━━━━━ TEKS KUTIPAN
Assalamu’alaikum
Alohaaa
....
Fida
is here ....
Pertama
kali posting seperti ini untuk menambah ‘isi’ blog yang mulai penuh sawang disana-sini.
Bagi yang ga ngerti apa itu sawang silahkan tanya pada anak
bahasa. Ehem XD.
Saya
–mending pake kata untuk orang pertama ini saja, saya orang desa jadi ga cocok
pake ‘lu’ ‘gue’ apalagi pake ‘akika’. Tapi tambah ga lucu kalo pake nama
sendiri buat juga kan. Fida mau cerita, Fida mau berbagi hal, Fida blah blah
blah... that’s not my style mameenn...
Yosh.
Kali ini, eciee... maksudnya untuk pertama kali ini, saya mau nyoba cuap-cuap
tentang karya seorang penulis yang kerennya ga abis. Hahaha. Yup. Buat para
pecinta novel romance pasti udah ga asing sama nama Ilana Tan. Tau
kan ? Penulis yang sukses dengan novel four seasons yang
bener-bener sooo... apa yah... buat kalian yang udah baca pasti taulah maksud
saya. Buat yang belum baca silahkan baca biar tahu maksud saya. Hahaha.
━━━━━━━━━━
━━━━━ BARIS DATASET
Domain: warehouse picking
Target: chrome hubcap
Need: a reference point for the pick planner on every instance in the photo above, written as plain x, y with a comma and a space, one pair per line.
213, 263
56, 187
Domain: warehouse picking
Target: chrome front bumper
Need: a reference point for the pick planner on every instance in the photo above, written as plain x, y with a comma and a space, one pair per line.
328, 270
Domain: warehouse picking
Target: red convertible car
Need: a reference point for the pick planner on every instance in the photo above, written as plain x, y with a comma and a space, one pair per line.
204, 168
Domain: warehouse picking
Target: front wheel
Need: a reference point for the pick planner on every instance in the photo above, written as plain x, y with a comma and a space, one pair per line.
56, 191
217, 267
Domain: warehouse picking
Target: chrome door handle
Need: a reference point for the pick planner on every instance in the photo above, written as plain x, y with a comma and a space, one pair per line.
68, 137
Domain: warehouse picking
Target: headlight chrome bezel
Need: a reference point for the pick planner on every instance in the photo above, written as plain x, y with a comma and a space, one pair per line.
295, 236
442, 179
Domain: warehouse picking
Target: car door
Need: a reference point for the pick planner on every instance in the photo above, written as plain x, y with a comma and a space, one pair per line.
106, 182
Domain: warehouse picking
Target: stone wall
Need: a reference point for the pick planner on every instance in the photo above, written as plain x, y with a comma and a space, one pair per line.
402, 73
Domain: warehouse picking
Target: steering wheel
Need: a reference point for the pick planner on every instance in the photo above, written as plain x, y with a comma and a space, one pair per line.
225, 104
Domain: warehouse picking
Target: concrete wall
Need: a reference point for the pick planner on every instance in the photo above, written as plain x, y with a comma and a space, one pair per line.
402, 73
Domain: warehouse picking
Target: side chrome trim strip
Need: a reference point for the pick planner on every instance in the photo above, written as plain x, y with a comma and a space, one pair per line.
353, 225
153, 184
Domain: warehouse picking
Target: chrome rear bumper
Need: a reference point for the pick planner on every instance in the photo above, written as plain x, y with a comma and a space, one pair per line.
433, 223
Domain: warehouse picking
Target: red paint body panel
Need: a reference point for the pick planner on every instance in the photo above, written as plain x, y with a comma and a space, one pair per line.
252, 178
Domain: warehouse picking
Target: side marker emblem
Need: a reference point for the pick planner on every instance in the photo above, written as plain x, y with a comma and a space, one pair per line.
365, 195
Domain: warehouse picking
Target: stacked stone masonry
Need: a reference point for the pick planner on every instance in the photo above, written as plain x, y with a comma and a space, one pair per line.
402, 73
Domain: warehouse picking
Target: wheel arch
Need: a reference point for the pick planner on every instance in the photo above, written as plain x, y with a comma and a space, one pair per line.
━━━━━━━━━━
= PETUNJUK TUGAS 1 =
Ubah paragraf dalam teks kutipan yang dimulai dengan "Kali ini, eciee" menjadi daftar berpoin singkat yang tetap memuat fakta utamanya.
= PETUNJUK TUGAS 2 =
Menurut teks kutipan, novel apa yang membuat Ilana Tan sukses?
= PETUNJUK TUGAS 3 =
Tuliskan lanjutan teks kutipan tentang karya Ilana Tan, dimulai setelah kalimat terakhirnya.

= JAWABAN TUGAS 1 =
- Untuk pertama kalinya, penulis blog ingin membahas karya seorang penulis.
- Penulis yang dibahas adalah Ilana Tan, nama yang sudah dikenal para pecinta novel romance.
- Ilana Tan sukses dengan novel four seasons.
- Yang belum membaca novel itu dianjurkan membacanya agar memahami maksud penulis blog.

= JAWABAN TUGAS 2 =
Novel four seasons.

= JAWABAN TUGAS 3 =
OK.
Saya akan mulai dari musim panas. Bukan di pantai bukan juga di gunung. Kak Ilana
Tan memilih judul Summer In Seoul. Yup. Seperti judulnya,
latar dalam novel ini berada di negerinya Super Junior, Korea,
tepatnya kota Seoul. Sedikit rekap dari novel ini dalam bahasa saya –bahasa
Indonesia maksudnya. Tokoh utama dalam novel ini, Sandy, seorang mahasiswi
keturunan Korea-Indonesia yang bekerja sambilan sebagai asisten designer
terkenal, Mr. Kim. Oh, ya. Sandy disini juga punya nama Korea, Han
Soon Hee(read:Han-Sun-Hi).
Seperti
novel romance yang lain, pastilah ada cerita cinta disini. Dan ya, main cast
cowonya ga tanggung-tanggung. Memang bukan Lee Minho, Song JoongKi,
ataupun Choi Siwon. Bagi yang ga tau siapa nama-nama yang saya
sebutin tadi. Silahkan cari di mesin pencari, jangan di mesin lainnya apalagi vanding
machine, bagi yang ga tahu apa itu vanding machine sudahlah
terserah kalian.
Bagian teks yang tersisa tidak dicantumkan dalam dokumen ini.